**TEXT BLOCK**
Logistics Symposium 1 1

Senior logistics leaders from 19 partner nations of the Western Hemisphere came together for the fifth U.S. Southern Command- (SOUTHCOM) sponsored Senior Leader Logistics Symposium (SLLS), in Doral, Florida, September 6-7.

Argentina, Barbados, Belize, Canada, Chile, Colombia, Dominican Republic, Ecuador, El Salvador, Guatemala, Guyana, Honduras, Jamaica, Netherlands, Panama, Paraguay, the United Kingdom, Uruguay, and the United States participated in the annual SLLS that promotes logistics, interoperability, and cooperation. The U.S. Department of Defense, Joint Chiefs of Staff, SOUTHCOM components, and other interagency organizations also participated.

“All of you are here representing your countries and representing this very important event… Logistics is hard. I mean, it’s really: Roll up your sleeves and figure it out or your readiness just plummets,” U.S. Army General Laura J. Richardson, SOUTHCOM commander, said in her welcome remarks.

Climate change and environmental degradation are posing a significant risk and affecting military readiness and security, Gen. Richardson said. By working together, the Western Hemisphere will be able to respond rapidly and collectively to disasters and record-breaking storms, droughts, floods, and other conditions, she added.

**DATA SUPPLIED**

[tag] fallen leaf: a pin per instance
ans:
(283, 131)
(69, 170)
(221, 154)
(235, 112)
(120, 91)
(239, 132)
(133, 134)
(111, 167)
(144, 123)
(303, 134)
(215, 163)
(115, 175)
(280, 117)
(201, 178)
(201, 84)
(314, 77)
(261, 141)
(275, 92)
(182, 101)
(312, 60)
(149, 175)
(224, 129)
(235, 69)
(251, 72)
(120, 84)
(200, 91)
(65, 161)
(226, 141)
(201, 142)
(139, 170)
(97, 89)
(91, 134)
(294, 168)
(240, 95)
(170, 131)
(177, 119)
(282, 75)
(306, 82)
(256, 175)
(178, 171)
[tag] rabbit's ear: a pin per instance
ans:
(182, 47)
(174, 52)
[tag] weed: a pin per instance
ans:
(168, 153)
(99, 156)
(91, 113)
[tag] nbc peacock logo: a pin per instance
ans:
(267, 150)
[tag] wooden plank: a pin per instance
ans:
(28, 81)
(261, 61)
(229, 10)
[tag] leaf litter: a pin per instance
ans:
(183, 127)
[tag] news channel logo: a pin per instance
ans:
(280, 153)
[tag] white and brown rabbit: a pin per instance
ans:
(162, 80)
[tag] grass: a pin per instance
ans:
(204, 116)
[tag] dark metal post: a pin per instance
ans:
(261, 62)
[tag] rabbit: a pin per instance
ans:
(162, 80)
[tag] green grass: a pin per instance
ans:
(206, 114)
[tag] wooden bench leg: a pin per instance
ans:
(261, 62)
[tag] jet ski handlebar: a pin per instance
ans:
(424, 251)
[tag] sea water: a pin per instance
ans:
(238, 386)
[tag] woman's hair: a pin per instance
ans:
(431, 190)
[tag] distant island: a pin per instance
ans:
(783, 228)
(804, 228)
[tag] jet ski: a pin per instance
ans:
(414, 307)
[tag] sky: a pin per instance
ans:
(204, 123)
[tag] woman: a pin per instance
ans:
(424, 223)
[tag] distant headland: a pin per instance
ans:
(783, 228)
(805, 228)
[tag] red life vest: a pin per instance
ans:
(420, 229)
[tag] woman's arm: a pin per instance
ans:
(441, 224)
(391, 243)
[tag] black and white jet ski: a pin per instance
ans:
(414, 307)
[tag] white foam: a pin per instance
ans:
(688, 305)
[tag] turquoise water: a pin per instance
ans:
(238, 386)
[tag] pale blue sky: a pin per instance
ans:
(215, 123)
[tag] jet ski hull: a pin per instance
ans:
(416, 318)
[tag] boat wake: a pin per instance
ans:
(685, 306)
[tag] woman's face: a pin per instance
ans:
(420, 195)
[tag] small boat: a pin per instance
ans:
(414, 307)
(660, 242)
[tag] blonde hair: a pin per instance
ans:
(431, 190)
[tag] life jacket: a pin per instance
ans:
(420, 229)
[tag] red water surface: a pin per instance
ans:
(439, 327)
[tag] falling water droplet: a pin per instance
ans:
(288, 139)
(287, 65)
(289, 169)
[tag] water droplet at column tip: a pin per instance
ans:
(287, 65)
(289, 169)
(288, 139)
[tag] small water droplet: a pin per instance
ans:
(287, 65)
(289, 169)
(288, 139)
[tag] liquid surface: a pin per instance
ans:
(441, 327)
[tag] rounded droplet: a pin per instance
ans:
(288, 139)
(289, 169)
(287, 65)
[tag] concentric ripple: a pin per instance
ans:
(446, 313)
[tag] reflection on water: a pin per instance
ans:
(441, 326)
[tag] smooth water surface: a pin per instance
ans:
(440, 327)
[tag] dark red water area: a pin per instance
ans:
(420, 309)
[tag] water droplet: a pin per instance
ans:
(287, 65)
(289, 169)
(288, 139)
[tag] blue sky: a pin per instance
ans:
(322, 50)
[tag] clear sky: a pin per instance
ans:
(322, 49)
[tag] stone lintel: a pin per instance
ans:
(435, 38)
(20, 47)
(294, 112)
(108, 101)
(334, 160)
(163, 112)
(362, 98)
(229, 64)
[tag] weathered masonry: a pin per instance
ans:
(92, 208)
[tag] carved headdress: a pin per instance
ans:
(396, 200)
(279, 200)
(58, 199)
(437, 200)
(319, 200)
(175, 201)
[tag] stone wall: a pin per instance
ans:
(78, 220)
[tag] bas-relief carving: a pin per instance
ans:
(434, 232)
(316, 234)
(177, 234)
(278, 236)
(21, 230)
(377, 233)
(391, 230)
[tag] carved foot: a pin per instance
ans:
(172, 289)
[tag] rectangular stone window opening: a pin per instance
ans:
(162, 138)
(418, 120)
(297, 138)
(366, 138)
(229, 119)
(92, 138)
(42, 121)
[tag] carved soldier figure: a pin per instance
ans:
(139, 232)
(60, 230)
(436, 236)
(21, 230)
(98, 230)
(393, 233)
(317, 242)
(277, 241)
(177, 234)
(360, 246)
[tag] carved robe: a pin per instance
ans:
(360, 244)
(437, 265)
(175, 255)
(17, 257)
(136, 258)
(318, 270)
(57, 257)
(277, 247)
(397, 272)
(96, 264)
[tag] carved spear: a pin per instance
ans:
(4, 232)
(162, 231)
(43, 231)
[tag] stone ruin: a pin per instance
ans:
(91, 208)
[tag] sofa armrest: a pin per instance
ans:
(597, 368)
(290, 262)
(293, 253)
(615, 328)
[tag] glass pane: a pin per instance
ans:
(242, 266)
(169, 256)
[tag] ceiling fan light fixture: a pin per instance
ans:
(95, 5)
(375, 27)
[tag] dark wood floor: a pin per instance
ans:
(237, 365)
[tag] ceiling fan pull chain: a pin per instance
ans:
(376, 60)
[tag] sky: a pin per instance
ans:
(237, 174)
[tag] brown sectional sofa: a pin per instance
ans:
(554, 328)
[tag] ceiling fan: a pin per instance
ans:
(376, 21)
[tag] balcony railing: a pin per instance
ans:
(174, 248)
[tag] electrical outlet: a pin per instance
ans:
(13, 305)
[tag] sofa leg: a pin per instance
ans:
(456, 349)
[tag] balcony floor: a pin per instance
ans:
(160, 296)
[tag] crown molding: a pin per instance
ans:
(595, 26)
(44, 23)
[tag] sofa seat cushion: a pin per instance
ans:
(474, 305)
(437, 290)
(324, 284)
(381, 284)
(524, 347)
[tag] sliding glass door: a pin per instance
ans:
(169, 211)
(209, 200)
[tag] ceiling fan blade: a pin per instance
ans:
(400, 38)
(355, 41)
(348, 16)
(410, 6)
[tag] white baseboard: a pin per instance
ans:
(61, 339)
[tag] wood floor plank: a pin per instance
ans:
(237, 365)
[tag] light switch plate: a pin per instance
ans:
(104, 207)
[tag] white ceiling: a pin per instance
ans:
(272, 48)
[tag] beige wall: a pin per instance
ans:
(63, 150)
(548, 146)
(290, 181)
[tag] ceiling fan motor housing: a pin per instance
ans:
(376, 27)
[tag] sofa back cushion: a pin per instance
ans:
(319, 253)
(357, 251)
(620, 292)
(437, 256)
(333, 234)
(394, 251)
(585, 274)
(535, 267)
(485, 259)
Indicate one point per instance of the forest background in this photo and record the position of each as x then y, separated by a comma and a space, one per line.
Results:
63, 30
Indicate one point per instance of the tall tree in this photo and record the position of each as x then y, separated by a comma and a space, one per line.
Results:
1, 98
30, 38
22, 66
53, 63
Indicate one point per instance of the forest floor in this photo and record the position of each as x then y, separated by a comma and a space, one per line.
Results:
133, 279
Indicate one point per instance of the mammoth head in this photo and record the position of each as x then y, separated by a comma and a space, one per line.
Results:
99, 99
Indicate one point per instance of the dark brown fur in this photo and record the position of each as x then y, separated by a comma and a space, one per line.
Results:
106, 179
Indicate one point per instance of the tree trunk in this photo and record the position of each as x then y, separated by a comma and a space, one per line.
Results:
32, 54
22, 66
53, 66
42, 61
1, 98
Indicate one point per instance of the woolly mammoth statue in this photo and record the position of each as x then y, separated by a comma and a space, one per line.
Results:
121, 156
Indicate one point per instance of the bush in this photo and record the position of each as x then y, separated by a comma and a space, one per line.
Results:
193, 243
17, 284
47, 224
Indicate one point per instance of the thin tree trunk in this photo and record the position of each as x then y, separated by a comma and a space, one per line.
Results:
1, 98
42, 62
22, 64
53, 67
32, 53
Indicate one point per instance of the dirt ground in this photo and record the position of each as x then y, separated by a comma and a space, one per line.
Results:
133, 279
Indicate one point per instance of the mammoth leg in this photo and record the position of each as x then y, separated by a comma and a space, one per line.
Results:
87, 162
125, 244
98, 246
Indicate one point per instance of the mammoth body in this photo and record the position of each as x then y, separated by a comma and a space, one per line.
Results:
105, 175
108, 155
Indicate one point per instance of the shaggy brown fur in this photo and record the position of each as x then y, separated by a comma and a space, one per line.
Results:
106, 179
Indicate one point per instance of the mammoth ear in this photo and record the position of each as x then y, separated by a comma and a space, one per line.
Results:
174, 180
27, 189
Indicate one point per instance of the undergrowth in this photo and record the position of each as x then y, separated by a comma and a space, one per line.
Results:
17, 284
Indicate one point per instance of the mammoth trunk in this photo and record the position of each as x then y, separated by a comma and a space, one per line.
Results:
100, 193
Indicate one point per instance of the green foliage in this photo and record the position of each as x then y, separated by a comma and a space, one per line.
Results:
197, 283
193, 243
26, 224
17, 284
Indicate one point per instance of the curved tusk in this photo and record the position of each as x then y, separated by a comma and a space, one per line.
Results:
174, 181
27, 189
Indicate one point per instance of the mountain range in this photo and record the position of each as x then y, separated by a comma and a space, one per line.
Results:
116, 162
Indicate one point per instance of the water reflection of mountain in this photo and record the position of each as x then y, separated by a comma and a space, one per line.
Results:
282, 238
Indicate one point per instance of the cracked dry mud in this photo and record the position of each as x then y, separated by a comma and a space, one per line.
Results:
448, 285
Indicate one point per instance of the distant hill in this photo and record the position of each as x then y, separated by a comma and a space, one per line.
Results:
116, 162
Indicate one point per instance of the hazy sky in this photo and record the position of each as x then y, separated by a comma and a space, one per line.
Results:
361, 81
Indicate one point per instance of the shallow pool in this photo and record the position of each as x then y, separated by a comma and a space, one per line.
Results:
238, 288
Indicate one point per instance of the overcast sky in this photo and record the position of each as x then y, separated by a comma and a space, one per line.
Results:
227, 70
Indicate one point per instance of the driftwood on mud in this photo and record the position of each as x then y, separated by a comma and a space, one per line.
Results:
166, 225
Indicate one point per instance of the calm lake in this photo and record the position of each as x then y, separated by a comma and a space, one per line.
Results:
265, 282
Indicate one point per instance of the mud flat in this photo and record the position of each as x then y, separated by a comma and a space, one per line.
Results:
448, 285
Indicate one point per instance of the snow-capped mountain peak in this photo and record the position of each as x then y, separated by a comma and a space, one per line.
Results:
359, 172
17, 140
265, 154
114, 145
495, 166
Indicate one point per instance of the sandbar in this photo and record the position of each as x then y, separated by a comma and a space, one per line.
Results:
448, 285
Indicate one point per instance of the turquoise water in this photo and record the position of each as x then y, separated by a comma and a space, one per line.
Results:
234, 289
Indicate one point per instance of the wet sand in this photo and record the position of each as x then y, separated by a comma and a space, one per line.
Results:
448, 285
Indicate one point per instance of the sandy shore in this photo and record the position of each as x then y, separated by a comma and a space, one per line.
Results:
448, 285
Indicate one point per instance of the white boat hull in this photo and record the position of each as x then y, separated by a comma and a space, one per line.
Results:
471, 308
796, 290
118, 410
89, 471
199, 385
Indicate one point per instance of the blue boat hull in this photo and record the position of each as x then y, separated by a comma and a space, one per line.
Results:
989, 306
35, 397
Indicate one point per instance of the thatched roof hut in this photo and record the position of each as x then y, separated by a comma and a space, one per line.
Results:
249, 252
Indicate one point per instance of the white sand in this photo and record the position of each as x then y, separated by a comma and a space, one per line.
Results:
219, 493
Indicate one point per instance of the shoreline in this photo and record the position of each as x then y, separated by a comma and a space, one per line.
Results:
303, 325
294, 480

**JOB 1**
How many partner nations sent senior logistics leaders to the event described in the symposium text?
**JOB 2**
Please quote the symposium text word for word, everything from "Logistics Symposium 1" down to "Florida, September 6-7.".

**EXERCISE ANSWER 1**
19 partner nations of the Western Hemisphere.

**EXERCISE ANSWER 2**
Logistics Symposium 1 1

Senior logistics leaders from 19 partner nations of the Western Hemisphere came together for the fifth U.S. Southern Command- (SOUTHCOM) sponsored Senior Leader Logistics Symposium (SLLS), in Doral, Florida, September 6-7.